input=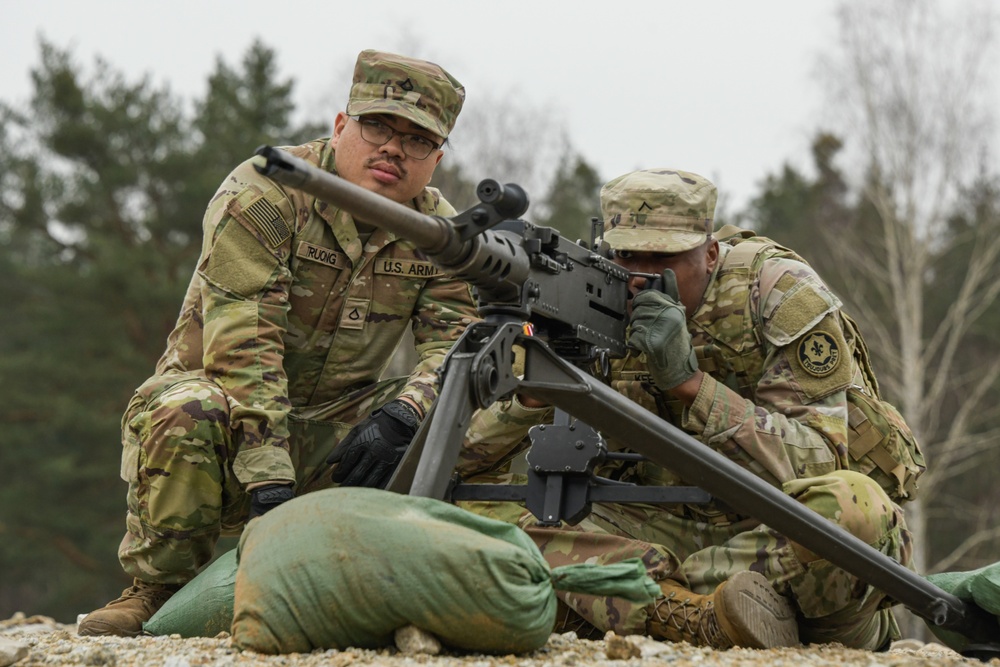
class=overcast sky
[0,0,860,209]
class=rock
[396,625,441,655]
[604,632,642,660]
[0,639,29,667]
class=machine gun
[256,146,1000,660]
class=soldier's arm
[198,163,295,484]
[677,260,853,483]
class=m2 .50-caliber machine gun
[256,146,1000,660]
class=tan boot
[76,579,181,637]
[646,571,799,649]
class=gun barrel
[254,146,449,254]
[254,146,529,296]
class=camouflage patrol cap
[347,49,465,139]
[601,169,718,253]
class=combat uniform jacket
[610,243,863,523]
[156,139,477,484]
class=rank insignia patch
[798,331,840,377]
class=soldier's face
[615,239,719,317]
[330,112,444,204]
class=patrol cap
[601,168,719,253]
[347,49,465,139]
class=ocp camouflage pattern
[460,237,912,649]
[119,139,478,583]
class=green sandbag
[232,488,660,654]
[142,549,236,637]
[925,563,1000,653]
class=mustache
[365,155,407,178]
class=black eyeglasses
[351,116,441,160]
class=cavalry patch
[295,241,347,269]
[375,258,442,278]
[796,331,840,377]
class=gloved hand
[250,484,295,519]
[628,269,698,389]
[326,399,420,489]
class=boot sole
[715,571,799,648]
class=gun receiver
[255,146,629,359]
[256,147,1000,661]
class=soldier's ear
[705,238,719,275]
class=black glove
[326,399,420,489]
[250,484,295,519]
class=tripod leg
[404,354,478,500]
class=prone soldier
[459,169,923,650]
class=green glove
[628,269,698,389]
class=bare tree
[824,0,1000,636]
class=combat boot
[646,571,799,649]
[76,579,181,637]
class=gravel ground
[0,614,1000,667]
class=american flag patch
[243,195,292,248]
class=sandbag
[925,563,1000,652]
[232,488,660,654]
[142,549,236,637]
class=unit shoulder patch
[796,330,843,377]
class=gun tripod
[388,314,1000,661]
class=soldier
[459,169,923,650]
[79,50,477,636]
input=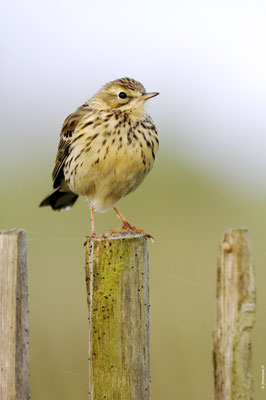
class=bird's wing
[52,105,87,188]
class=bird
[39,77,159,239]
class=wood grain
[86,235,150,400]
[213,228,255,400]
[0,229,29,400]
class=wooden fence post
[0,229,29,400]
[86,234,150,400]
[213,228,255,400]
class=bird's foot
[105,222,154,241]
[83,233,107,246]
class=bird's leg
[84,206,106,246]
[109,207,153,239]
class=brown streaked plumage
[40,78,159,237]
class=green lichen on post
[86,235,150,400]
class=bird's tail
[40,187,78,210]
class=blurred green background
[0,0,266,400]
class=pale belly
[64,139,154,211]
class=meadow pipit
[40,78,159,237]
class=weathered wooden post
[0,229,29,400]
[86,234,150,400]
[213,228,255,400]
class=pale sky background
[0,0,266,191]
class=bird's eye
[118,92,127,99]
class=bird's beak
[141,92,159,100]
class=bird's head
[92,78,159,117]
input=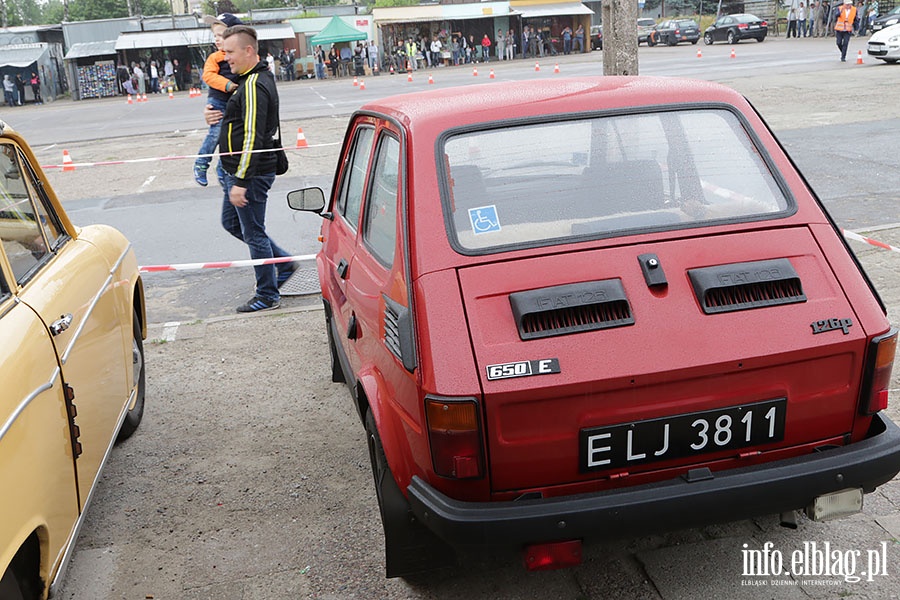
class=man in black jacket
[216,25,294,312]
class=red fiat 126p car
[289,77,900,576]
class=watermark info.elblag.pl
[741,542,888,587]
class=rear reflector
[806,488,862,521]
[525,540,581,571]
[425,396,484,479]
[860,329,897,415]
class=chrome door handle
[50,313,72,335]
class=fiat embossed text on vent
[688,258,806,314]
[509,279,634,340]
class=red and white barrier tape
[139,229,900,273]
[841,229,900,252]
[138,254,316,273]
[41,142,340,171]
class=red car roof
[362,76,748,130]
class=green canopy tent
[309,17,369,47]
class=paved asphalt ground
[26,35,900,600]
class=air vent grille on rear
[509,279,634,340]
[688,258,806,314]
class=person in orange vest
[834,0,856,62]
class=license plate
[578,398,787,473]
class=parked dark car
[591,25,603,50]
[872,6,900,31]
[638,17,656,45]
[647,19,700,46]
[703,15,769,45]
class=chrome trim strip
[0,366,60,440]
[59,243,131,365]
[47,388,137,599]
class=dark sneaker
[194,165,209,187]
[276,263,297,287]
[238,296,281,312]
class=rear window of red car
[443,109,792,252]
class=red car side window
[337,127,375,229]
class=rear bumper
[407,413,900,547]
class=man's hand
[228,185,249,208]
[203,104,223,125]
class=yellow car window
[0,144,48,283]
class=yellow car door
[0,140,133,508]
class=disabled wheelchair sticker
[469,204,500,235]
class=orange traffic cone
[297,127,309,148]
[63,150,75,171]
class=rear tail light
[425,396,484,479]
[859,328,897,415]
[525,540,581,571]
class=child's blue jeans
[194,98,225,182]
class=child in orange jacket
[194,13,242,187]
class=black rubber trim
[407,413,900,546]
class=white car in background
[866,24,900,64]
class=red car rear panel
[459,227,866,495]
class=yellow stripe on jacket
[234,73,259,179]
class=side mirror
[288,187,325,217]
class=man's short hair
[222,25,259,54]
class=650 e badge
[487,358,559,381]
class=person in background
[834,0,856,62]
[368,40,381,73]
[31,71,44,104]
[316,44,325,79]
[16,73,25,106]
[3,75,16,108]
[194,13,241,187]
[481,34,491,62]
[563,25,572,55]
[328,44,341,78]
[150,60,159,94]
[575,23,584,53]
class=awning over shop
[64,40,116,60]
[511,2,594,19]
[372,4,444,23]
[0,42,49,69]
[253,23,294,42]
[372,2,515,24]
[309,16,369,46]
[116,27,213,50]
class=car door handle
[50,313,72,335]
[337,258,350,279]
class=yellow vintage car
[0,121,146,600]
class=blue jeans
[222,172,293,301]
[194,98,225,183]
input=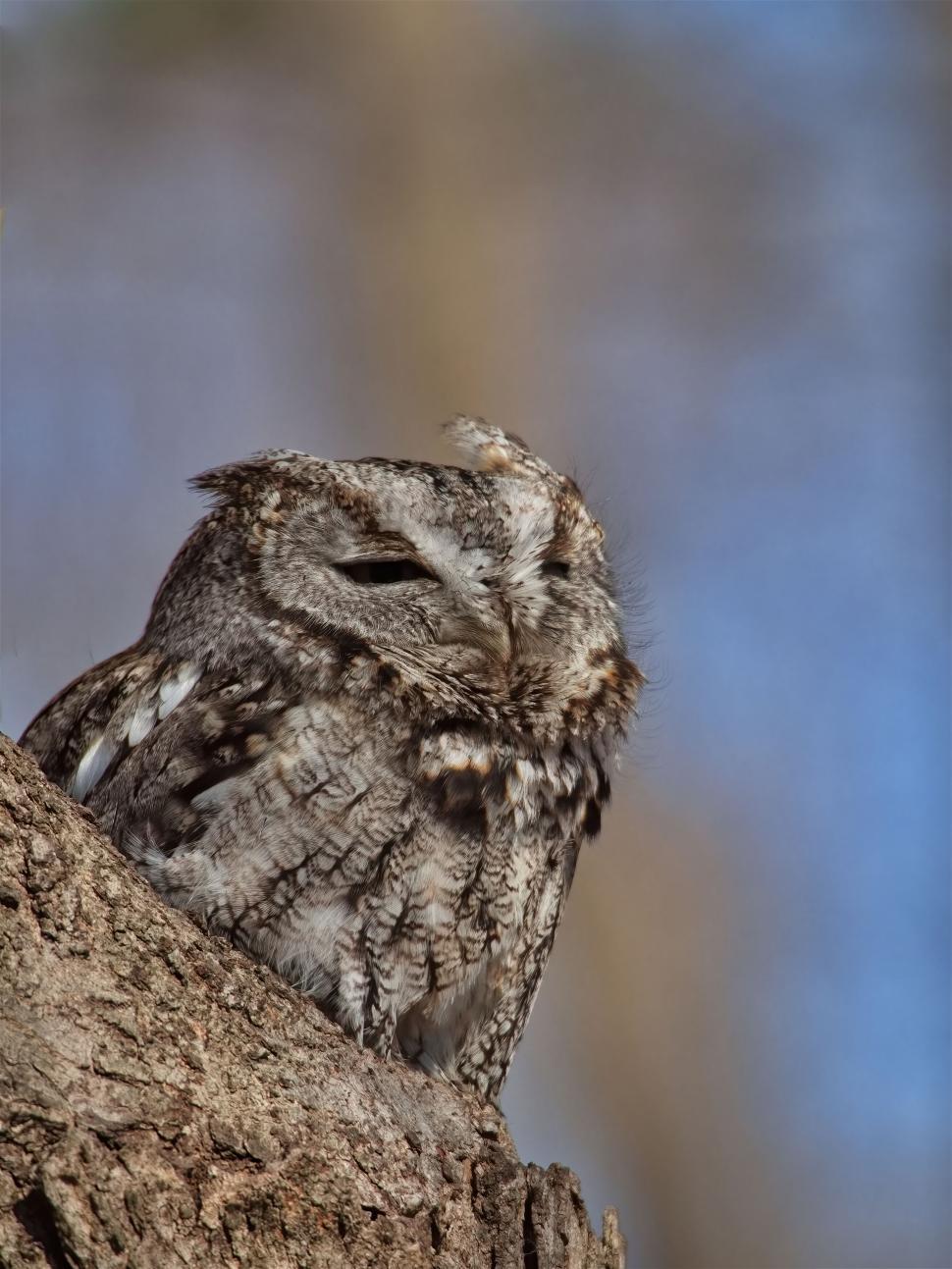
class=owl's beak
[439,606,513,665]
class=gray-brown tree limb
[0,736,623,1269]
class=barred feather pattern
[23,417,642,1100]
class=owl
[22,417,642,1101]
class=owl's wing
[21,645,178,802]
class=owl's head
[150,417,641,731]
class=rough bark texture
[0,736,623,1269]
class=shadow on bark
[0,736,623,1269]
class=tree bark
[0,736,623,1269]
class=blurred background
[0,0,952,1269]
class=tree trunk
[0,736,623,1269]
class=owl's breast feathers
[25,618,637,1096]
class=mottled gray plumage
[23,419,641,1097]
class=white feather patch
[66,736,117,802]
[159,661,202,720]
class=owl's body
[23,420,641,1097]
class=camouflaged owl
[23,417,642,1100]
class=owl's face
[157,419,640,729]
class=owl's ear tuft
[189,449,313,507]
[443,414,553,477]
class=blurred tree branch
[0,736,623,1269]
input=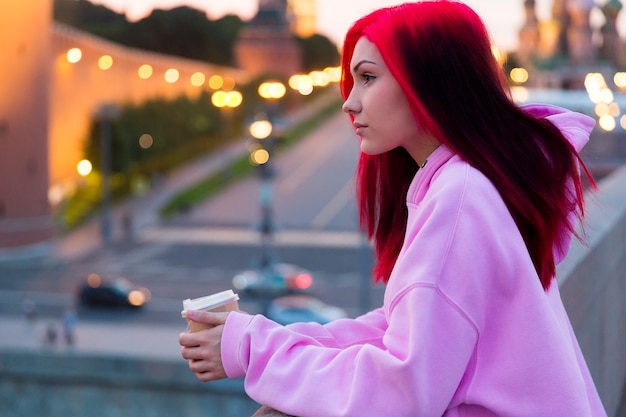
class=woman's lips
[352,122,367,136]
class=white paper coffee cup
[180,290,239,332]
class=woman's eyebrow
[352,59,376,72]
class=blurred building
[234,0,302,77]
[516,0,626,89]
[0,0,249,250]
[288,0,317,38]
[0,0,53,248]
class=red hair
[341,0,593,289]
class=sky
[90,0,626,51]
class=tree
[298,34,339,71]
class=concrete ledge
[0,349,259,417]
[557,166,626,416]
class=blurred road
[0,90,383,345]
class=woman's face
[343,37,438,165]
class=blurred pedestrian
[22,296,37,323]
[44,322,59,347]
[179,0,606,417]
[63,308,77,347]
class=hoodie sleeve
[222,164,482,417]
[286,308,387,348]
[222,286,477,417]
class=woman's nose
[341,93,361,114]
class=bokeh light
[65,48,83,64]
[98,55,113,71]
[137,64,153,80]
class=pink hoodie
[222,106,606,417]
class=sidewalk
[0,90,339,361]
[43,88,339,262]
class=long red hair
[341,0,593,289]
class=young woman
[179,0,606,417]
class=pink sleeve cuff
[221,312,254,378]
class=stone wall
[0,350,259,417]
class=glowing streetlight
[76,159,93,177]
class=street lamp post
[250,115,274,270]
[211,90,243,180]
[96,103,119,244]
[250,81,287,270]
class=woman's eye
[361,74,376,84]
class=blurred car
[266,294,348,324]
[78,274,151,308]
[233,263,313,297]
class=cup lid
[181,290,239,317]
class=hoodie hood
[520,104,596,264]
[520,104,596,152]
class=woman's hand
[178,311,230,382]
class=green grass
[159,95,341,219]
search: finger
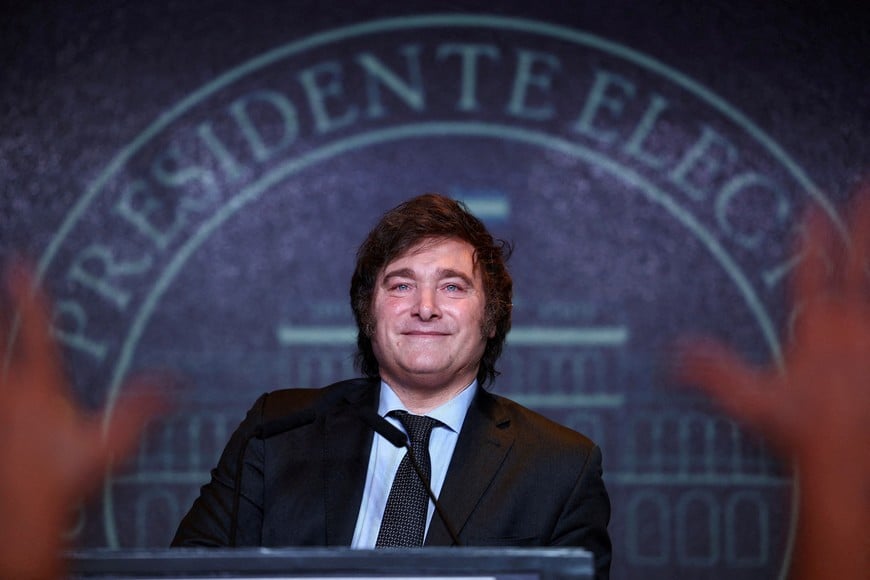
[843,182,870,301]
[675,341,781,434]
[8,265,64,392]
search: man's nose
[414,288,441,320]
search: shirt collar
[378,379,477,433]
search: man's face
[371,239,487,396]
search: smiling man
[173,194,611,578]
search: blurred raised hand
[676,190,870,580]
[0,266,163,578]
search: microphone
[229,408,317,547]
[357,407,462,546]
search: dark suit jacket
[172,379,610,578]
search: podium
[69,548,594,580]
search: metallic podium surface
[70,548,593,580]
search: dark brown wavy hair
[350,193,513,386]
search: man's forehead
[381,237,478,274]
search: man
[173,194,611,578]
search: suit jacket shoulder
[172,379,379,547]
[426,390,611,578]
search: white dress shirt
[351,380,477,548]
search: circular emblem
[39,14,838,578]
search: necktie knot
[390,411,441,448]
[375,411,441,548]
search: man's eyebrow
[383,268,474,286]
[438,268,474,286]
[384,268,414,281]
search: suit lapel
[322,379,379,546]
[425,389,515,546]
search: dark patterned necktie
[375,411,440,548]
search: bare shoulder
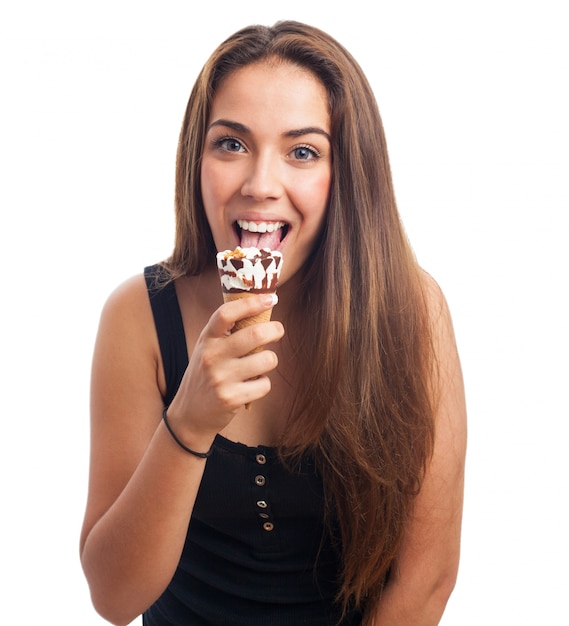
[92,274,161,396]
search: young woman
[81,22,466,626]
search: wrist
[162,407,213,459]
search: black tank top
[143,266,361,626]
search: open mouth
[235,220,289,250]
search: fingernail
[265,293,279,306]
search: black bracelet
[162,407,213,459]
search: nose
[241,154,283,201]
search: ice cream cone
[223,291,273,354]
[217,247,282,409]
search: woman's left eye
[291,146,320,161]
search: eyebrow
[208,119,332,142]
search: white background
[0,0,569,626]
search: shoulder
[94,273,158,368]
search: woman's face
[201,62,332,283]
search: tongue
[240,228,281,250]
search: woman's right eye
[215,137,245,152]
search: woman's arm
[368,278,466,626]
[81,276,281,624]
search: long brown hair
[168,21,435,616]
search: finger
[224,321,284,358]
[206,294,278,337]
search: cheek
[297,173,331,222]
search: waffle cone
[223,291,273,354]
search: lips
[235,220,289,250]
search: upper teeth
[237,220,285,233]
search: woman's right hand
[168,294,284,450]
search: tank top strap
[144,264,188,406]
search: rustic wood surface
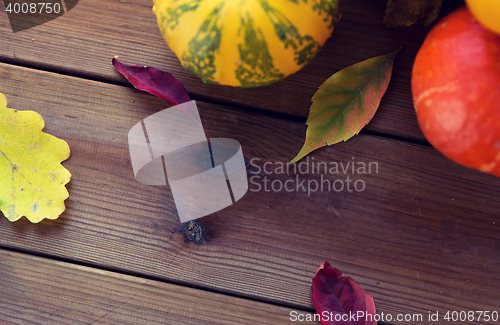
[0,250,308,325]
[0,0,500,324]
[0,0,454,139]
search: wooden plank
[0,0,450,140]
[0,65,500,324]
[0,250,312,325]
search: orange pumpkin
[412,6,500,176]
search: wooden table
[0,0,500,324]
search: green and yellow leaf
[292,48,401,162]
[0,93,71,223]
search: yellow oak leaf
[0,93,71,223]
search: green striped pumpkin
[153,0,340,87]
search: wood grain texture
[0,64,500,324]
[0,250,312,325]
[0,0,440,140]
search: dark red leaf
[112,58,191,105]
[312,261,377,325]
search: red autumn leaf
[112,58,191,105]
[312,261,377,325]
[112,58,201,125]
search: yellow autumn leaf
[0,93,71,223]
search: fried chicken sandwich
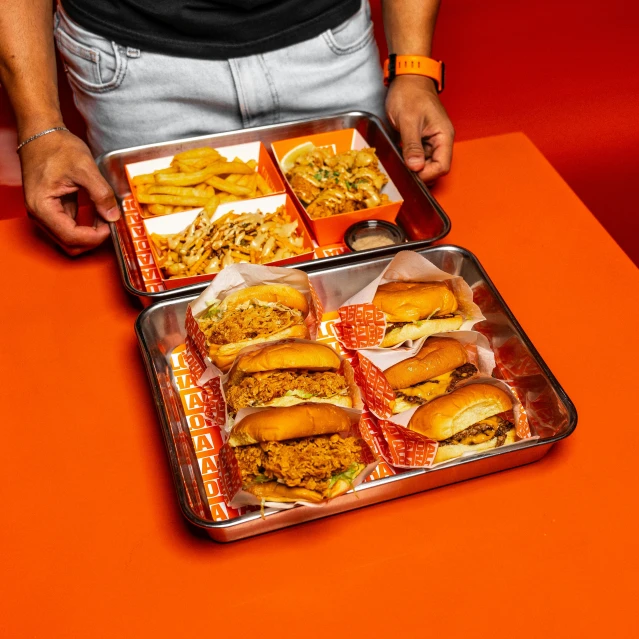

* * * * *

_Requirement_
Copy the lines again from the one containing "class=rear tail light" down through the one containing "[90,0,626,51]", changing "side mirror" to "wing mirror" and keeping everything else the same. Leave the pictures out.

_Exercise output_
class=rear tail light
[425,396,484,479]
[859,328,897,415]
[525,540,581,571]
class=child's blue jeans
[194,98,225,182]
class=child in orange jacket
[194,13,242,187]
class=black rubber trim
[407,413,900,546]
class=white car in background
[866,24,900,64]
class=red car rear panel
[459,227,866,495]
class=yellow stripe on jacket
[234,73,259,179]
class=wing mirror
[288,187,325,217]
class=man's short hair
[222,25,259,54]
class=650 e badge
[487,358,559,381]
class=person in background
[834,0,856,62]
[368,40,381,73]
[31,71,44,104]
[316,44,325,79]
[16,73,25,106]
[3,75,16,108]
[194,13,241,187]
[481,34,491,62]
[563,25,572,55]
[328,44,341,78]
[150,60,159,94]
[575,23,584,53]
class=awning over shop
[64,40,116,60]
[511,2,594,19]
[372,4,444,23]
[0,42,49,69]
[253,23,294,42]
[372,2,515,24]
[309,16,369,46]
[116,27,213,50]
class=car door handle
[50,313,72,335]
[337,258,350,279]
class=yellow vintage car
[0,121,146,600]
class=blue jeans
[222,172,293,301]
[194,98,225,183]
input=
class=owl's beak
[439,606,513,665]
class=gray-brown tree limb
[0,736,623,1269]
class=barred feather pattern
[23,417,642,1100]
class=owl
[22,417,642,1101]
class=owl's wing
[21,645,178,802]
class=owl's head
[150,417,641,731]
class=rough bark texture
[0,736,623,1269]
class=shadow on bark
[0,736,623,1269]
class=tree bark
[0,736,623,1269]
class=blurred background
[0,0,952,1269]
class=tree trunk
[0,736,623,1269]
class=owl's breast feathers
[25,618,637,1096]
class=mottled gray plumage
[23,419,641,1097]
class=white feather patch
[66,736,117,802]
[159,661,202,720]
class=owl's body
[23,420,641,1097]
class=camouflaged owl
[23,417,642,1100]
class=owl's face
[157,419,640,729]
class=owl's ear tuft
[189,449,313,507]
[443,414,553,477]
class=blurred tree branch
[0,736,623,1269]
input=
class=woman's lips
[352,122,367,136]
class=white paper coffee cup
[180,290,239,332]
class=woman's eyebrow
[352,59,376,72]
class=blurred building
[234,0,302,77]
[516,0,626,89]
[0,0,249,250]
[288,0,317,38]
[0,0,53,248]
class=red hair
[341,0,593,289]
class=sky
[90,0,626,51]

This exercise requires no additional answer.